[Dataset entries]
◇ ◇ ◇ ◇ ◇ ◇ ◇
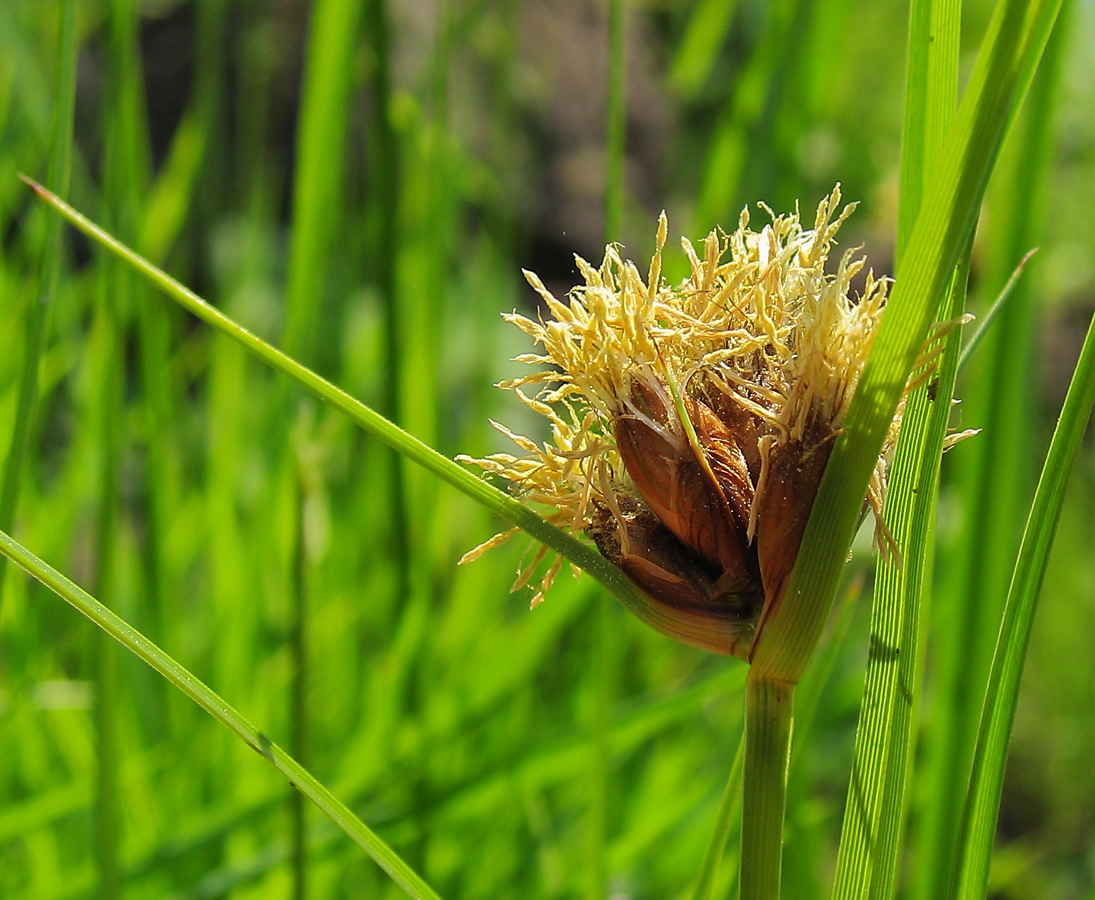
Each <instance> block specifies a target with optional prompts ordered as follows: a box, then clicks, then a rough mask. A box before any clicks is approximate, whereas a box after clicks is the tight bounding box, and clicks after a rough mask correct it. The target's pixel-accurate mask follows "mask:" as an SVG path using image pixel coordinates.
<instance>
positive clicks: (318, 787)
mask: <svg viewBox="0 0 1095 900" xmlns="http://www.w3.org/2000/svg"><path fill="white" fill-rule="evenodd" d="M0 553H3V555H4V556H7V557H8V558H9V559H11V561H12V562H13V563H15V564H16V565H18V566H20V567H21V568H23V569H24V570H25V572H26V573H27V574H28V575H31V576H33V577H34V578H36V579H37V580H38V581H41V582H42V584H43V585H45V586H46V587H47V588H49V589H50V590H51V591H53V592H54V593H56V595H57V596H58V597H60V598H61V599H62V600H65V601H66V602H67V603H69V604H70V605H71V607H73V608H74V609H76V610H77V611H78V612H81V613H83V614H84V615H85V616H88V619H90V620H91V621H92V622H93V623H94V624H96V625H97V626H99V627H100V628H102V630H103V631H104V632H106V634H107V635H110V636H111V637H112V638H114V639H115V641H116V642H117V643H118V644H120V645H122V646H124V647H125V648H126V649H127V650H129V651H130V653H132V654H134V655H136V656H137V657H139V658H140V659H142V660H143V661H145V662H147V664H148V665H149V666H151V667H152V668H153V669H154V670H155V671H157V672H159V673H160V674H161V676H163V677H164V678H165V679H166V680H168V681H169V682H170V683H171V684H172V685H174V686H175V688H177V689H178V690H180V691H182V692H183V693H184V694H185V695H186V696H188V697H189V699H191V700H193V701H194V702H195V703H197V704H198V706H200V707H201V708H203V709H205V711H206V712H207V713H208V714H209V715H211V716H212V717H214V718H215V719H217V722H219V723H220V724H221V725H223V726H224V727H226V728H228V729H229V730H230V731H231V732H232V734H233V735H235V736H237V737H238V738H240V739H241V740H242V741H244V742H245V743H246V745H247V746H249V747H250V748H251V749H252V750H254V751H255V752H256V753H258V755H261V757H263V758H264V759H265V760H266V761H267V762H269V763H270V764H272V765H274V768H275V769H277V770H278V771H279V772H280V773H281V774H283V775H285V776H286V777H287V778H289V781H290V782H291V783H292V784H295V785H296V786H297V788H298V789H299V791H300V792H301V793H302V794H303V795H304V796H306V797H308V798H309V799H310V800H312V803H314V804H315V805H316V806H318V807H319V808H320V809H322V810H323V811H324V812H325V814H326V815H327V816H330V817H331V819H332V821H334V823H335V824H337V826H338V827H339V828H341V829H342V830H343V831H345V832H346V834H348V835H349V836H350V838H351V839H353V840H354V841H356V842H357V843H358V844H360V846H361V847H362V849H364V850H365V851H366V852H367V853H368V854H369V855H370V856H371V857H372V858H373V859H374V861H376V862H377V865H379V866H380V867H381V868H382V869H383V870H384V872H387V873H388V874H389V876H391V878H392V880H393V881H395V884H397V885H399V886H400V887H401V888H403V890H404V891H405V892H406V893H407V895H408V896H410V897H415V898H427V899H428V898H434V899H435V900H436V898H437V895H436V893H435V892H434V890H433V888H430V887H429V885H427V884H426V882H425V881H423V880H422V878H419V877H418V875H416V874H415V873H414V872H413V870H412V869H411V868H410V867H408V866H407V865H406V864H405V863H404V862H403V861H402V859H401V858H400V857H399V856H397V855H396V854H395V853H394V852H393V851H392V850H391V847H389V846H388V845H387V844H385V843H384V842H383V841H381V840H380V838H378V836H377V835H376V834H374V833H373V832H372V831H370V830H369V829H368V828H367V827H366V826H365V824H364V823H362V822H361V821H360V820H359V819H358V818H357V817H356V816H355V815H354V814H353V812H351V811H350V810H349V809H348V808H347V807H346V806H345V804H343V803H342V801H341V800H339V799H338V798H337V797H335V796H334V795H333V794H332V793H331V792H330V791H327V789H326V788H325V787H324V786H323V785H322V784H320V783H319V782H318V781H316V780H315V778H314V777H313V776H312V775H311V774H310V773H309V772H308V771H307V770H304V769H303V768H302V766H301V765H300V764H299V763H298V762H297V761H296V760H293V759H292V757H290V755H289V754H288V753H286V752H285V751H284V750H281V748H279V747H278V746H277V745H276V743H274V742H273V741H272V740H270V739H269V738H268V737H266V736H265V735H264V734H263V732H262V731H260V730H258V729H257V728H255V726H253V725H252V724H251V723H250V722H247V720H246V719H245V718H244V717H243V716H242V715H240V713H238V712H237V711H235V709H234V708H233V707H232V706H231V705H230V704H229V703H228V702H227V701H224V700H223V699H222V697H221V696H219V695H218V694H217V693H215V692H214V691H211V690H210V689H209V688H208V686H206V685H205V684H204V683H203V682H201V681H200V680H199V679H197V678H196V677H195V676H193V674H192V673H191V672H189V671H187V670H186V669H185V668H184V667H183V666H181V665H180V664H178V662H176V661H175V660H174V659H172V658H171V657H170V656H168V654H165V653H164V651H163V650H161V649H160V648H159V647H158V646H155V644H153V643H152V642H151V641H149V639H148V638H147V637H145V635H142V634H141V633H140V632H138V631H137V630H136V628H134V627H131V626H130V625H129V624H128V623H127V622H126V621H125V620H123V619H120V618H119V616H117V615H115V614H114V613H113V612H111V610H108V609H107V608H106V607H104V605H103V604H102V603H100V602H99V601H97V600H95V598H93V597H92V596H91V595H89V593H88V592H87V591H84V590H82V589H81V588H80V587H79V586H77V585H74V584H73V582H72V581H70V580H69V579H68V578H66V577H65V576H64V575H61V574H60V573H59V572H57V570H56V569H54V568H51V567H50V566H48V565H46V563H44V562H43V561H42V559H39V558H38V557H37V556H35V555H34V554H33V553H31V552H30V551H28V550H26V549H25V547H24V546H22V545H21V544H19V543H16V542H15V541H13V540H12V539H11V538H9V536H8V535H7V534H4V533H2V532H0Z"/></svg>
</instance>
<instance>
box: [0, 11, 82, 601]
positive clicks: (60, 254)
mask: <svg viewBox="0 0 1095 900" xmlns="http://www.w3.org/2000/svg"><path fill="white" fill-rule="evenodd" d="M76 44H77V42H76V0H66V2H65V4H64V5H62V7H61V8H60V54H59V55H58V64H57V105H56V107H55V116H54V135H53V141H51V145H50V149H49V169H48V172H49V174H48V177H49V183H50V184H56V185H59V189H60V191H61V193H62V194H66V193H68V183H69V174H70V172H71V169H72V111H73V108H74V106H76V54H77V46H76ZM62 222H64V219H62V218H61V217H60V216H58V215H56V214H50V215H49V216H48V218H47V220H46V240H45V249H44V252H43V254H42V274H41V276H39V279H38V286H39V287H38V290H39V293H38V298H37V302H35V303H32V304H31V311H30V319H28V320H27V323H26V341H25V343H24V345H23V346H24V351H23V369H22V371H21V372H20V377H19V399H18V400H16V402H15V422H14V427H13V428H12V432H11V449H10V451H9V453H8V464H7V466H5V468H4V472H3V485H2V486H0V529H4V530H11V527H12V524H13V522H14V519H15V506H16V505H18V503H19V491H20V487H21V486H22V484H23V460H24V459H25V457H26V446H27V443H28V441H30V436H31V423H32V422H33V419H34V406H35V404H36V402H37V399H38V366H39V362H41V360H42V351H43V349H44V348H45V345H46V333H47V331H48V321H49V303H50V300H51V298H53V296H54V293H55V292H56V290H57V277H58V273H59V272H60V258H61V252H60V250H61V224H62ZM7 572H8V566H0V602H2V600H3V579H4V575H5V573H7Z"/></svg>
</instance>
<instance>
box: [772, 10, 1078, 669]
mask: <svg viewBox="0 0 1095 900" xmlns="http://www.w3.org/2000/svg"><path fill="white" fill-rule="evenodd" d="M1059 5H1060V4H1059V1H1058V0H1046V2H1040V3H1037V4H1034V5H1031V4H1029V3H1025V2H1019V0H1003V1H1002V2H1001V3H1000V4H999V5H998V8H996V12H995V14H994V16H993V20H992V22H991V23H990V25H989V30H988V33H987V35H985V38H984V42H983V44H982V48H981V53H980V54H979V56H978V60H977V64H976V66H975V69H973V72H972V74H971V76H970V81H969V85H968V86H967V90H966V94H965V96H964V99H963V103H961V106H960V107H959V111H958V117H957V120H956V124H955V128H954V129H953V131H952V132H950V136H949V138H948V140H947V143H946V148H945V150H944V152H943V154H942V159H941V161H940V163H938V164H937V165H936V166H935V168H934V169H933V173H934V174H933V176H932V178H931V180H930V183H929V188H927V191H926V193H925V199H924V204H923V208H922V211H921V214H920V217H919V218H918V221H917V227H915V229H914V231H913V234H912V238H911V240H910V243H909V250H908V252H907V256H906V258H904V263H903V267H902V269H901V275H902V277H901V280H899V281H898V282H897V285H896V286H895V288H894V292H892V295H891V297H890V300H889V303H888V305H887V312H886V315H885V316H884V319H883V323H881V326H880V327H879V331H878V335H877V337H876V338H875V342H874V347H873V350H872V355H871V359H869V361H868V362H867V367H866V369H865V370H864V373H863V377H862V379H861V380H860V383H858V385H857V388H856V392H855V396H854V397H853V400H852V404H851V407H850V408H849V412H848V416H846V417H845V420H844V426H843V430H842V432H841V436H840V438H839V439H838V441H837V445H835V447H834V448H833V452H832V455H831V458H830V460H829V463H828V465H827V466H826V471H825V475H823V477H822V481H821V486H820V488H819V492H818V497H817V499H816V501H815V504H814V507H812V511H811V515H810V519H809V522H808V524H807V528H806V533H805V535H804V538H803V543H802V549H800V551H799V553H798V557H797V561H796V563H795V569H794V572H793V573H792V577H791V582H789V585H788V587H787V591H786V595H785V596H784V598H783V601H782V604H781V607H780V609H779V610H777V611H776V612H775V614H774V615H773V616H771V618H770V619H769V621H768V622H766V623H765V624H764V626H763V627H764V631H763V634H762V636H761V637H760V639H758V641H757V643H756V648H754V653H753V658H752V665H753V666H754V667H760V670H761V672H762V673H764V674H769V676H771V677H773V678H779V679H783V680H788V681H797V680H798V678H799V677H800V674H802V672H803V670H804V669H805V667H806V665H807V662H808V661H809V658H810V656H811V655H812V650H814V647H815V645H816V643H817V639H818V637H819V636H820V633H821V627H822V625H823V623H825V621H826V619H827V618H828V613H829V610H830V608H831V605H832V598H833V596H834V592H835V588H837V584H838V580H839V577H840V573H841V570H842V569H843V564H844V559H845V557H846V554H848V547H849V545H850V544H851V540H852V536H853V534H854V531H855V527H856V523H857V520H858V517H860V509H861V507H862V503H863V496H864V494H865V491H866V485H867V482H868V480H869V476H871V472H872V470H873V469H874V465H875V462H876V461H877V458H878V451H879V450H880V448H881V445H883V440H884V438H885V435H886V431H887V429H888V427H889V423H890V419H891V418H892V415H894V409H895V408H896V407H897V403H898V399H899V397H900V395H901V391H902V389H903V386H904V383H906V380H907V378H908V374H909V372H910V370H911V369H912V365H913V362H914V360H915V357H917V355H918V353H919V348H920V346H921V344H922V342H923V339H924V336H925V335H926V333H927V328H929V326H930V325H931V322H932V320H933V318H934V314H935V311H936V309H937V303H938V298H940V297H942V296H943V293H944V290H945V288H946V285H947V284H948V282H949V280H950V279H952V277H953V274H954V267H955V265H956V263H957V262H958V257H959V254H960V252H961V249H963V246H964V245H965V242H966V241H967V240H968V235H969V233H970V230H971V228H972V224H973V221H975V219H976V215H977V210H978V208H979V207H980V203H981V198H982V196H983V193H984V186H985V183H987V182H988V178H989V175H990V173H991V172H992V168H993V164H994V162H995V158H996V153H998V151H999V148H1000V143H1001V141H1002V140H1003V136H1004V132H1005V129H1006V127H1007V125H1008V124H1010V122H1011V119H1012V115H1013V113H1014V109H1015V107H1016V106H1017V104H1018V103H1019V101H1021V100H1022V97H1023V96H1024V95H1025V93H1026V89H1027V86H1028V85H1029V82H1030V79H1031V77H1033V73H1034V68H1035V66H1036V65H1037V61H1038V59H1039V58H1040V56H1041V51H1042V48H1044V47H1045V45H1046V41H1047V39H1048V37H1049V33H1050V31H1051V28H1052V24H1053V21H1054V19H1056V15H1057V11H1058V9H1059Z"/></svg>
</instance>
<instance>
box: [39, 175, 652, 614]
mask: <svg viewBox="0 0 1095 900" xmlns="http://www.w3.org/2000/svg"><path fill="white" fill-rule="evenodd" d="M24 181H26V183H27V184H28V185H30V186H31V187H32V188H33V189H34V191H35V193H37V194H38V196H39V197H42V199H43V200H45V201H46V203H47V204H49V205H50V206H51V207H54V208H55V209H57V210H58V211H60V212H61V215H62V216H64V217H65V218H66V219H67V220H68V221H69V222H71V223H72V226H74V227H76V228H77V229H79V230H80V231H82V232H83V233H84V234H87V235H88V236H89V238H92V239H93V240H94V241H96V242H97V243H99V244H101V245H102V246H104V247H105V249H106V250H108V251H110V252H111V253H113V254H115V255H116V256H118V257H119V258H122V259H124V261H125V262H126V263H127V264H128V265H130V266H132V267H134V268H135V269H136V270H137V272H139V273H141V274H142V275H145V276H146V277H147V278H148V279H149V280H151V281H152V282H153V284H154V285H155V286H157V287H159V288H160V289H161V290H162V291H163V292H164V293H166V295H168V296H169V297H170V298H171V299H172V300H174V301H175V302H176V303H178V304H180V305H181V307H183V308H184V309H185V310H187V311H188V312H191V313H193V314H194V315H196V316H197V318H198V319H200V320H203V321H204V322H206V323H207V324H208V325H211V326H212V327H215V328H216V330H217V331H219V332H221V333H222V334H226V335H228V336H229V337H231V338H232V339H233V341H235V342H238V343H239V344H241V345H243V346H244V347H245V348H246V349H247V350H250V351H251V353H252V354H254V355H255V356H256V357H258V358H260V359H261V360H263V361H264V362H266V364H267V365H268V366H270V367H272V368H274V369H276V370H277V371H279V372H281V373H283V374H285V376H287V377H289V378H290V379H292V380H293V381H296V382H297V383H298V384H300V385H301V386H302V388H304V390H307V391H308V392H309V393H312V394H314V395H315V396H318V397H319V399H320V400H322V401H323V402H324V403H326V404H327V405H330V406H332V407H333V408H335V409H338V411H339V412H342V413H343V414H345V415H346V416H347V417H348V418H349V419H350V420H351V422H354V423H355V424H356V425H358V426H360V427H361V428H364V429H365V430H366V431H369V432H370V434H372V435H374V436H377V437H378V438H380V439H381V440H382V441H384V443H387V445H388V446H389V447H392V448H393V449H394V450H396V451H397V452H399V453H401V454H403V455H404V457H406V458H407V459H408V460H411V461H412V462H415V463H417V464H418V465H420V466H422V468H424V469H426V470H427V471H429V472H433V473H434V474H435V475H437V476H438V477H440V478H441V480H442V481H445V482H446V483H448V484H450V485H452V486H453V487H456V488H457V489H458V491H460V492H462V493H463V494H465V495H466V496H469V497H471V498H472V499H473V500H475V501H476V503H479V504H481V505H482V506H483V507H485V508H486V509H488V510H491V511H492V512H495V514H496V515H498V516H500V517H503V518H504V519H506V520H507V521H509V522H511V523H512V524H515V526H517V527H518V528H520V529H522V530H525V531H527V532H528V533H529V534H531V535H532V536H533V538H535V539H537V540H538V541H541V542H543V543H544V544H546V545H547V546H549V547H551V549H552V550H554V551H556V552H557V553H561V554H562V555H564V556H565V557H566V558H567V559H569V561H570V562H573V563H574V564H575V565H577V566H578V567H579V568H581V569H584V570H585V572H588V573H589V574H590V575H591V576H592V577H593V578H596V579H597V580H598V581H600V582H601V584H602V585H603V586H604V587H606V588H608V590H609V591H610V592H611V593H612V595H613V596H614V597H616V599H619V600H620V602H621V603H623V604H624V605H625V607H626V608H627V609H630V610H632V611H633V612H635V614H636V615H638V616H639V618H641V619H643V620H644V621H646V622H647V624H650V625H652V626H653V627H655V628H658V630H661V628H664V627H666V623H664V622H661V621H660V619H659V618H658V613H657V612H656V611H653V610H650V608H649V605H648V604H647V603H646V602H645V601H644V600H643V598H642V597H641V596H639V595H638V592H637V589H636V588H635V587H634V585H632V582H631V581H630V580H629V579H627V578H626V576H624V575H623V573H621V572H620V569H618V568H616V567H615V566H613V565H612V564H611V563H609V562H608V561H607V559H604V557H603V556H601V555H600V554H599V553H598V552H597V551H596V550H593V549H592V547H590V546H588V545H587V544H585V543H583V542H581V541H579V540H577V539H576V538H573V536H570V535H569V534H567V533H566V532H564V531H562V530H561V529H558V528H555V527H554V526H552V524H551V523H549V522H546V521H545V520H544V519H542V518H541V517H540V516H538V515H537V514H535V512H533V511H532V510H531V509H530V508H529V507H527V506H525V505H523V504H522V503H520V501H519V500H517V499H515V498H514V497H511V496H509V495H508V494H505V493H503V492H502V491H499V489H498V488H496V487H494V486H492V485H489V484H487V483H486V482H485V481H483V480H482V478H480V477H479V476H477V475H475V474H473V473H472V472H469V471H468V470H465V469H464V468H462V466H461V465H459V464H458V463H456V462H453V461H452V460H450V459H448V458H446V457H442V455H441V454H440V453H438V452H437V451H436V450H434V449H433V448H430V447H428V446H427V445H425V443H423V442H422V441H419V440H418V439H417V438H415V437H413V436H412V435H408V434H407V432H406V431H404V430H403V429H402V428H400V427H399V426H397V425H395V424H394V423H392V422H390V420H389V419H387V418H384V417H383V416H382V415H380V414H379V413H377V412H376V411H373V409H371V408H369V407H368V406H366V405H365V404H364V403H361V402H360V401H358V400H355V399H354V397H351V396H350V395H349V394H347V393H346V392H345V391H343V390H341V389H339V388H337V386H335V385H334V384H332V383H331V382H330V381H326V380H325V379H323V378H321V377H320V376H318V374H316V373H315V372H313V371H312V370H311V369H309V368H307V367H304V366H301V365H300V364H299V362H297V361H296V360H293V359H291V358H290V357H288V356H286V355H285V354H284V353H281V351H280V350H278V349H276V348H275V347H273V346H272V345H269V344H267V343H266V342H265V341H263V339H262V338H260V337H257V336H256V335H254V334H253V333H252V332H250V331H247V330H246V328H244V327H243V326H241V325H239V324H237V323H235V322H234V321H233V320H231V319H230V318H229V316H227V315H224V313H222V312H220V311H219V310H218V309H216V308H215V307H212V305H210V304H209V303H207V302H206V301H205V300H203V299H201V298H200V297H198V296H197V295H196V293H194V292H193V291H192V290H189V289H188V288H186V287H184V286H183V285H181V284H180V282H178V281H176V280H175V279H174V278H172V277H171V276H169V275H168V274H166V273H164V272H162V270H161V269H159V268H157V267H155V266H153V265H152V264H151V263H149V262H148V261H147V259H145V258H142V257H141V256H139V255H138V254H136V253H134V252H132V251H131V250H129V249H128V247H126V246H125V245H124V244H122V243H119V242H118V241H117V240H115V239H114V238H112V236H111V235H110V234H107V233H106V232H105V231H103V230H102V229H101V228H99V227H97V226H96V224H94V223H93V222H91V221H90V220H89V219H87V218H85V217H84V216H82V215H80V214H79V212H77V211H76V210H74V209H73V208H72V207H70V206H69V205H68V204H66V203H65V201H64V200H61V199H60V198H59V197H57V196H56V195H54V194H53V193H50V192H49V191H47V189H46V188H44V187H43V186H42V185H38V184H36V183H35V182H33V181H32V180H30V178H25V176H24Z"/></svg>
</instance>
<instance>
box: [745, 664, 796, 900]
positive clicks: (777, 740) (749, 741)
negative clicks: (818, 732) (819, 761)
mask: <svg viewBox="0 0 1095 900" xmlns="http://www.w3.org/2000/svg"><path fill="white" fill-rule="evenodd" d="M794 704H795V685H794V684H792V683H791V682H786V681H777V680H775V679H771V678H766V677H764V676H763V674H762V673H760V672H759V671H758V670H757V669H750V670H749V677H748V678H747V679H746V736H745V788H744V795H742V806H741V810H742V811H741V875H740V879H739V880H740V885H741V895H740V896H741V900H779V898H780V873H781V869H782V863H783V817H784V811H785V808H786V800H787V797H786V792H787V766H788V764H789V761H791V732H792V726H793V722H794Z"/></svg>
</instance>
◇ ◇ ◇ ◇ ◇ ◇ ◇
Exercise instructions – Only lines containing the string "positive" are needed. Pull each of them out of the records above.

Exercise answer –
positive clicks: (318, 787)
positive clicks: (60, 254)
positive clicks: (777, 740) (749, 741)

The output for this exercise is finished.